Excerto para ler.
Aqui há tempos, neste mesmo espaço, falei da importância, para o jornalismo, de “ver e
ouvir as pessoas cara a cara”. E acrescentava: “(…) infelizmente, cada vez mais as redações de todos os meios de comunicação, grandes ou pequenos, locais ou nacionais, escritos ou audiovisuais, acabam por conduzir quase todo o trabalho jornalístico a este beco estreito e curto: que o trabalho se faça depressa, sem sair da secretária, e usando apenas um telefone e um computador com acesso à net”.

Dizia isto a propósito da reportagem. E coisa parecida gostava de dizer hoje a propósito da entrevista, pois também por este género nobre do jornalismo se vão multiplicando as tentações de fazer tudo à distância. E tudo por escrito… Há uns anos, ainda antes dos computadores e da Internet, havia já duas discussões recorrentes quando se tratava de fazer, para a imprensa, uma entrevista a alguma personalidade relevante:

  1. se era aceitável enviar as perguntas à pessoa e permitir que ela respondesse por escrito;
  2. se era aceitável (no caso de a entrevista ter sido feita oralmente) mostrar o texto à pessoa antes de publicar e permitir que ela fizesse alterações ao que tinha dito ao jornalista.

Dados fornecidos.
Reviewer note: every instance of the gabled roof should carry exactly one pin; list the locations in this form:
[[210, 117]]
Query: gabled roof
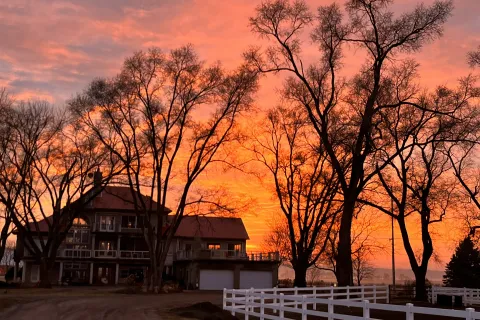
[[212, 228], [112, 198], [120, 198]]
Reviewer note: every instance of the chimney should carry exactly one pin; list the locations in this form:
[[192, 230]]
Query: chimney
[[97, 178]]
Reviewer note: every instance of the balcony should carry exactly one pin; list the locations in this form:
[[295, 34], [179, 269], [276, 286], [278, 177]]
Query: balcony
[[226, 255], [106, 227], [130, 229], [134, 255], [75, 253], [105, 254]]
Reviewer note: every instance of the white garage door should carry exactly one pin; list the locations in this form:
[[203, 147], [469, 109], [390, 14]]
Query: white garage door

Pedido escrito. Traduza para inglês esta frase do excerto sobre jornalismo: "E coisa parecida gostava de dizer hoje a propósito da entrevista, pois também por este género nobre do jornalismo se vão multiplicando as tentações de fazer tudo à distância."

Resposta escrita. And I would like to say something similar today about the interview, since in this noble genre of journalism, too, the temptations to do everything at a distance keep multiplying.